Copy the data below word for word, beginning with the line that contains "find the soldier's ear in the photo below" and continuing through the line that contains "Query: soldier's ear". Omit the pictures from your copy.

**GIVEN RECORDS:**
---------------
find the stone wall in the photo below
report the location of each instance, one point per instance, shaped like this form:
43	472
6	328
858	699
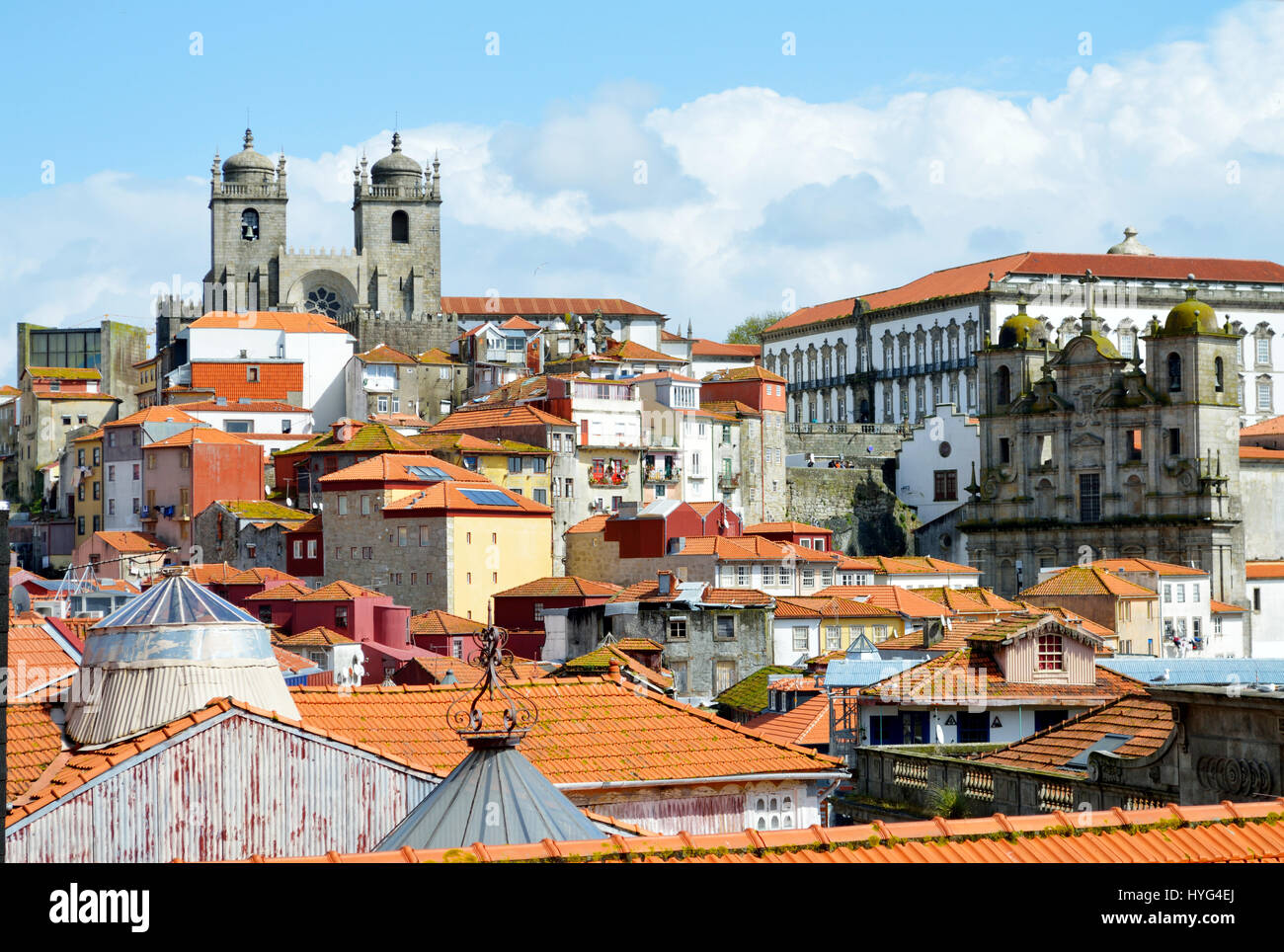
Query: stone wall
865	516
---------------
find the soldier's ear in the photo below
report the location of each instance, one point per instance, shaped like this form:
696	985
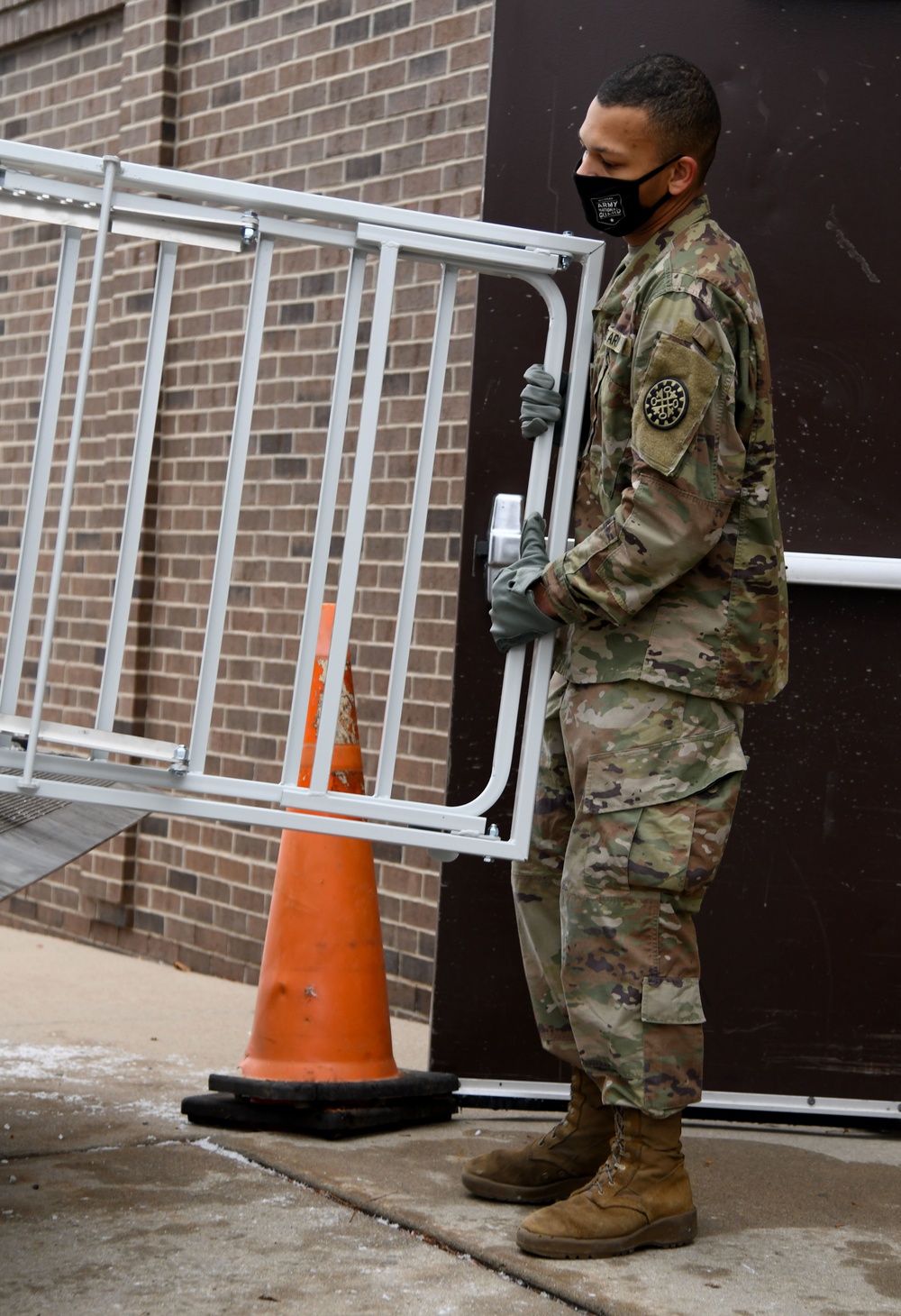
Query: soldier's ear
---------------
**EXERCISE ANSWER:**
find the soldier's ear in the photo below
report the location of each instance, one point per instance, shaped like this form:
696	985
Query: soldier's ear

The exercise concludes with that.